Instructions to follow:
Identify all lines in the data containing the string "brown". Copy them out.

Stored items:
• • • • •

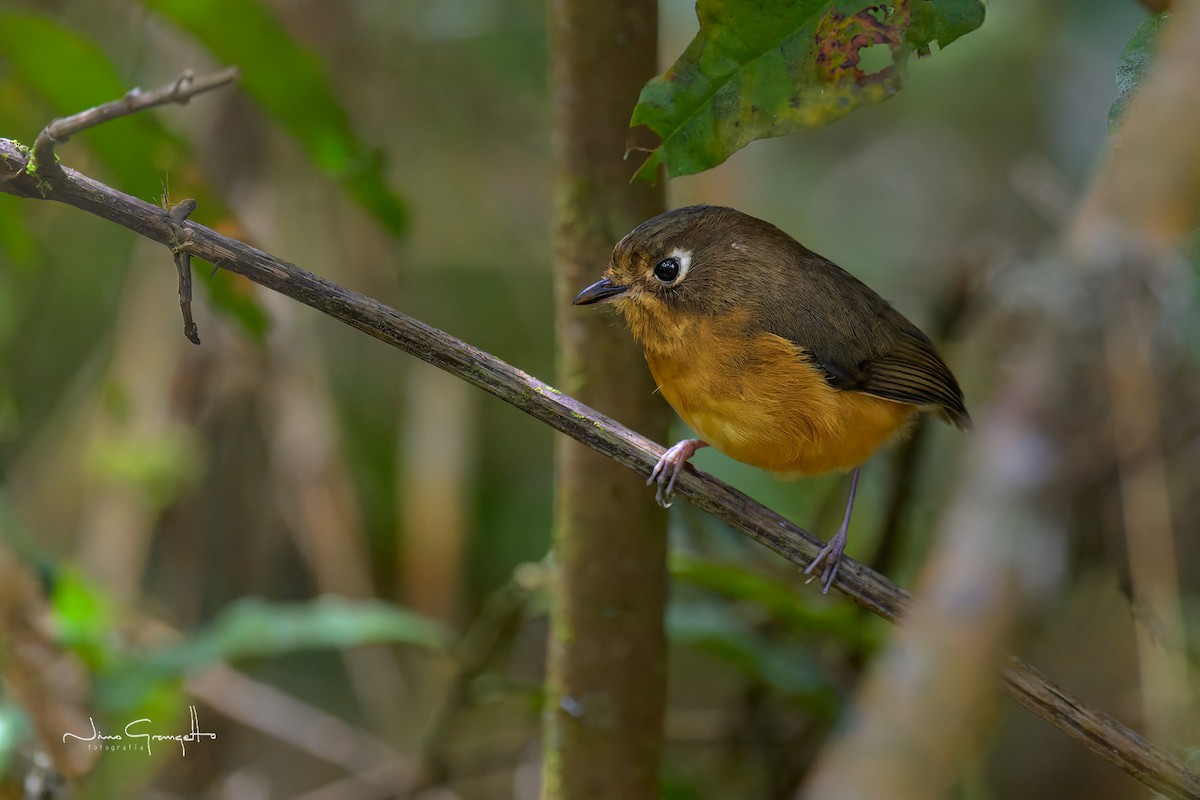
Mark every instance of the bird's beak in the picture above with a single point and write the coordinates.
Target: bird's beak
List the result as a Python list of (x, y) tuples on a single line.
[(601, 289)]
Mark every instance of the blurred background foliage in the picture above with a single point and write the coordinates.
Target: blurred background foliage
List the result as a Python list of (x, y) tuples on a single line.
[(183, 507)]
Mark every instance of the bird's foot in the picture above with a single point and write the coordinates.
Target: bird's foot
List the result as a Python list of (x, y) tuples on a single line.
[(829, 555), (667, 470)]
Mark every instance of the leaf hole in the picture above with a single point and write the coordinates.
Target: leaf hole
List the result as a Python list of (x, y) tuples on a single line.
[(875, 58)]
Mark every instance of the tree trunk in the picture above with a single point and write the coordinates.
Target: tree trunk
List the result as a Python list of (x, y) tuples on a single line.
[(607, 650)]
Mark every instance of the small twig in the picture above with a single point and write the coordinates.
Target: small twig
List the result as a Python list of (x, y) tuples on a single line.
[(46, 164), (179, 212)]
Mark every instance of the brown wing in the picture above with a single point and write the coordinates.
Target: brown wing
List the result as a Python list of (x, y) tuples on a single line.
[(857, 338)]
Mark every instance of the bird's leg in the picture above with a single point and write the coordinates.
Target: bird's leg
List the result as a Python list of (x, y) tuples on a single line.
[(667, 470), (831, 554)]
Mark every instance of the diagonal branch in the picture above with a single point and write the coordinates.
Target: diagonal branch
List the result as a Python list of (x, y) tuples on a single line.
[(1097, 731), (180, 91)]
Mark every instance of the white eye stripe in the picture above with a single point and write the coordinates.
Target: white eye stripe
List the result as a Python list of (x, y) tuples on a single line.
[(684, 258)]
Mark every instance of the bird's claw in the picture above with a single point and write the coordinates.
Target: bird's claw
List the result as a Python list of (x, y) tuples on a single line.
[(669, 468), (829, 555)]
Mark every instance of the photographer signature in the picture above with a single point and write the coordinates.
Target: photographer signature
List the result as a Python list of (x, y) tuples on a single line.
[(135, 732)]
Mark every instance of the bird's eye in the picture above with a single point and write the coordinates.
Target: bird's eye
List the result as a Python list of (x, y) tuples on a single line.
[(667, 270)]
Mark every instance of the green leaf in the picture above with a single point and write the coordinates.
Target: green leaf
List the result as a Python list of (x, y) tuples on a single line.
[(255, 627), (136, 150), (291, 83), (763, 70), (779, 600), (785, 666), (84, 618), (15, 732), (1134, 64)]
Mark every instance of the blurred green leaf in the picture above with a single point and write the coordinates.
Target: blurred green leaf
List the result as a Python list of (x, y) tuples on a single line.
[(252, 627), (84, 618), (157, 467), (291, 83), (784, 666), (779, 600), (15, 729), (137, 150), (255, 629), (763, 70), (1134, 64)]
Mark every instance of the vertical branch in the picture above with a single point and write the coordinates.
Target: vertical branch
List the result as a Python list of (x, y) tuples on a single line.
[(1125, 239), (607, 651)]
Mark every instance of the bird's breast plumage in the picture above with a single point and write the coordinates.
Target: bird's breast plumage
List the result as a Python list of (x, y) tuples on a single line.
[(759, 398)]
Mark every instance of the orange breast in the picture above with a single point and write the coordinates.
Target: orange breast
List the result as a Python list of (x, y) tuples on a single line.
[(761, 402)]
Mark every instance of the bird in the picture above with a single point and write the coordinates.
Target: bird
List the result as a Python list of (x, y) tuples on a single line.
[(774, 355)]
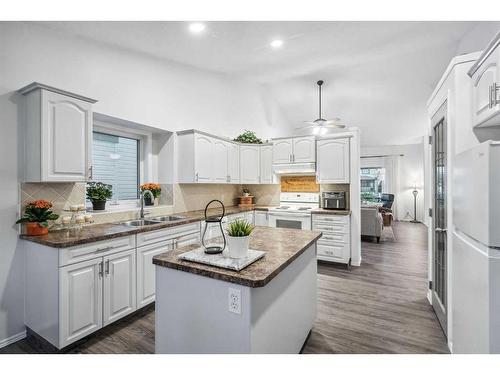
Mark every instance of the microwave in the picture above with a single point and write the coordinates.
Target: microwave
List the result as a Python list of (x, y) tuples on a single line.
[(334, 200)]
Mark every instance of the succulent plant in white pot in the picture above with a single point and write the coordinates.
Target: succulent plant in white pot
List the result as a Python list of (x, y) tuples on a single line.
[(238, 238)]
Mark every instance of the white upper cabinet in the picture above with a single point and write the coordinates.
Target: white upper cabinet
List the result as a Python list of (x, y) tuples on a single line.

• • • • •

Task response:
Mark every instance of the brown wing in the picture above with a single point and write the coordinates.
Target: brown wing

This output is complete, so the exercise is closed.